### Source extract
Nazarene Space

The Kingdom is Near at Hand?
James Scott Trimm

There are many cases of ambiguous Hebrew and Aramaic words which the Greek translator seems to have mistranslated. This type of mistranslation is very common and a clear evidence that a document has been translated. The reason this occurs is that a translator often works much like a typist, translating word for word without actually comprehending the context of the words. This often, but not always results in the translator choosing the most common meaning of an ambiguous word despite the fact that another meaning was intended. This problem is compounded when translating from Hebrew and Aramaic which anciently had no vowels, thus increasing the number of ambiguous words.

A good example is found in a proclamation made by Yochanan, then Yeshua and then his Talmidim, throughout the Gospels:

In those days came John the Baptist,
preaching in the wilderness of Judaea,
And saying, Repent ye:
for the kingdom of heaven is at hand.
(Mt. 3:1-2 KJV)

From that time Jesus began to preach, and to say,
Repent: for the kingdom of heaven is at hand
(Mt. 4:17 KJV)

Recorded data
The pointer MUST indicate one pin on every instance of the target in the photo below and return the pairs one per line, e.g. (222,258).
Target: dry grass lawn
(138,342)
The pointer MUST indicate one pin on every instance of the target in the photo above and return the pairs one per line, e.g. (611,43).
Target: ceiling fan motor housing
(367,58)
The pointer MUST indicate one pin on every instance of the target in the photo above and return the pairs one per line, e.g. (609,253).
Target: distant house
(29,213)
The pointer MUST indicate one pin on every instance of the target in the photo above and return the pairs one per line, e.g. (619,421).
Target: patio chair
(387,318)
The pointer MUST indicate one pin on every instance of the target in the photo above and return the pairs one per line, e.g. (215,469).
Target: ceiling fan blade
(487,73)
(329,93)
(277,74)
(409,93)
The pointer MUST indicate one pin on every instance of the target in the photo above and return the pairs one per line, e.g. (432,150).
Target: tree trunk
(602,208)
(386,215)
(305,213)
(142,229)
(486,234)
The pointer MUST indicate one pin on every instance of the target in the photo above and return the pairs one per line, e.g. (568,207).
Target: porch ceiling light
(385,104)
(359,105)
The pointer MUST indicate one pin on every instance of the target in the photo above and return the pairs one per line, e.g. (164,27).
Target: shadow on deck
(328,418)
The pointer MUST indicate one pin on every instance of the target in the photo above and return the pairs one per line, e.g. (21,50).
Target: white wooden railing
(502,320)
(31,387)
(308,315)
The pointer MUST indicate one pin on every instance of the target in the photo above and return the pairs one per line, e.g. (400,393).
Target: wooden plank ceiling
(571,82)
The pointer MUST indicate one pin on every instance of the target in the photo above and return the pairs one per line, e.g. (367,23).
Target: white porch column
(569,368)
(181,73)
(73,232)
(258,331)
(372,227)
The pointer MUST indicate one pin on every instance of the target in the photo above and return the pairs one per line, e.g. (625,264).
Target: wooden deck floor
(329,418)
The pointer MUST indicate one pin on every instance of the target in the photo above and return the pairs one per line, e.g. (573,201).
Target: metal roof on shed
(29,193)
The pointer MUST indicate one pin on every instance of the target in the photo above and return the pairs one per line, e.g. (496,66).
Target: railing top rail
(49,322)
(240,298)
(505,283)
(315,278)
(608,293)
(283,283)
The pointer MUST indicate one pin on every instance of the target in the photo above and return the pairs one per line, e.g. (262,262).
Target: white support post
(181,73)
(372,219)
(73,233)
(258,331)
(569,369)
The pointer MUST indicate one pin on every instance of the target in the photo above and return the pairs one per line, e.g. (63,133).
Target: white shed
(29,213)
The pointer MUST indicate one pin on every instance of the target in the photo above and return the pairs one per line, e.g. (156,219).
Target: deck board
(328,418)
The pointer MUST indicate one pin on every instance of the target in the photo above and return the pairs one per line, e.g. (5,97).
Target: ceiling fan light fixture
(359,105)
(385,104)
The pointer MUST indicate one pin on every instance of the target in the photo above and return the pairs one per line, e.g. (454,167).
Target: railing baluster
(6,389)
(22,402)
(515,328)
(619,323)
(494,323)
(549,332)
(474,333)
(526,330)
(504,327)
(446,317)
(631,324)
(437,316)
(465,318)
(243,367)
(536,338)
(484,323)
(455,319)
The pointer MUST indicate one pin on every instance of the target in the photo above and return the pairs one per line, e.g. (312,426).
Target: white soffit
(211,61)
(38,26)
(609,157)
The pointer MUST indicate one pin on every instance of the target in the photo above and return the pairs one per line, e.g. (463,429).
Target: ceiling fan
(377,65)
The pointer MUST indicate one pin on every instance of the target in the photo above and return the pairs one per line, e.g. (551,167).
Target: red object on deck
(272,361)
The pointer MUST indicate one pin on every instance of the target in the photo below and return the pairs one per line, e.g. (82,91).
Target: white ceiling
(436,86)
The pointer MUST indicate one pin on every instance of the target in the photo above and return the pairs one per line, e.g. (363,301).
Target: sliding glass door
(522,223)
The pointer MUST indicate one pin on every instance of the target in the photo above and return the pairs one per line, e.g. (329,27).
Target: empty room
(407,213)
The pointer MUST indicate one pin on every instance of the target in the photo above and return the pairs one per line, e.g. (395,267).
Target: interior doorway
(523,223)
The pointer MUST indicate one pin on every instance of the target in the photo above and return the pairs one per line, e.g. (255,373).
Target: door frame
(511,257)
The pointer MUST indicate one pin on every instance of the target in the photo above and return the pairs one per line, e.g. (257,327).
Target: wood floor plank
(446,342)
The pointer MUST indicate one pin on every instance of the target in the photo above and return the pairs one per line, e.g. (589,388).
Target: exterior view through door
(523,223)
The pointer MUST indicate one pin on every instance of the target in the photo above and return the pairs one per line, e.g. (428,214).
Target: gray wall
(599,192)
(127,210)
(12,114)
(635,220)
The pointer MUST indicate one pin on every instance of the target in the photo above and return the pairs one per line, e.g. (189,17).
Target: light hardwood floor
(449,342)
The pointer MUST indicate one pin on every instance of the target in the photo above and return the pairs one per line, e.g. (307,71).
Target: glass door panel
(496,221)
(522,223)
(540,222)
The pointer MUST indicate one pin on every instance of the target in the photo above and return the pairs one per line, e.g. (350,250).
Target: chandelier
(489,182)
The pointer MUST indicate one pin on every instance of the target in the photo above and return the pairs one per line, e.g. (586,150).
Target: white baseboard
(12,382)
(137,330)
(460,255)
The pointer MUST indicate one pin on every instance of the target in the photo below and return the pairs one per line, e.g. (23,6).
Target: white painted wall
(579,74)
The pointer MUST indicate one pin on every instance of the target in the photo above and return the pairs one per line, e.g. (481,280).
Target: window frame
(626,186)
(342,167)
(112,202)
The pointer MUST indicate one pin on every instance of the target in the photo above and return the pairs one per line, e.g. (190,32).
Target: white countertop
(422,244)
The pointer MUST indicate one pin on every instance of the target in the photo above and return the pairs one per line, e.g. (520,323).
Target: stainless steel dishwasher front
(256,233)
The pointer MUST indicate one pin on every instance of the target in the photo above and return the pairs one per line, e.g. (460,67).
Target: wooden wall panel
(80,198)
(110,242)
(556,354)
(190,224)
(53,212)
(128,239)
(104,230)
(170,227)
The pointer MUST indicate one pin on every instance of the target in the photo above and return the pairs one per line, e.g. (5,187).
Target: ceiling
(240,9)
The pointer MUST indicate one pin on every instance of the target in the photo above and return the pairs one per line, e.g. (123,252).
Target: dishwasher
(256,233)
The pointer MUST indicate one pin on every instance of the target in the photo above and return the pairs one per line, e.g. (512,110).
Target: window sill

### Required actions
**A.** Echo the stretch of the article on Greek mistranslation from "The Kingdom is" through "of ambiguous words.".
**B.** In the article on Greek mistranslation, what did Hebrew and Aramaic anciently lack that increased the number of ambiguous words?
**C.** Pick up the article on Greek mistranslation of Hebrew and Aramaic words from where it stops and continue it.
These rows were taken from a different source than the article.

### Answers below
**A.**
The Kingdom is Near at Hand?
James Scott Trimm

There are many cases of ambiguous Hebrew and Aramaic words which the Greek translator seems to have mistranslated. This type of mistranslation is very common and a clear evidence that a document has been translated. The reason this occurs is that a translator often works much like a typist, translating word for word without actually comprehending the context of the words. This often, but not always results in the translator choosing the most common meaning of an ambiguous word despite the fact that another meaning was intended. This problem is compounded when translating from Hebrew and Aramaic which anciently had no vowels, thus increasing the number of ambiguous words.

**B.** Vowels.

**C.**
And as ye go, preach, saying,
The kingdom of heaven is at hand.
(Mt. 10:7 KJV)

Now after that John was put in prison,
Jesus came into Galilee,
preaching the gospel of the kingdom of God,
And saying,
The time is fulfilled,
and the kingdom of God is at hand:
repent ye, and believe the gospel.
(Mk:1:14-15 KJV)

In these passage we read a proclamation by Yochanan, Yeshua and the Talmidim that the "Kingdom" is "Near at Hand". Yet it has been 2,000 years and the Kingdom is still not here. Were they all false prophets? Of course not!

The word that appears here for "near at hand" in the Hebrew is KARAVAH which can refer either to something that is "near at hand" or to something that is "offered". Yeshua was not proclaiming that the Kingdom was "near at hand" but that it was being OFFERED!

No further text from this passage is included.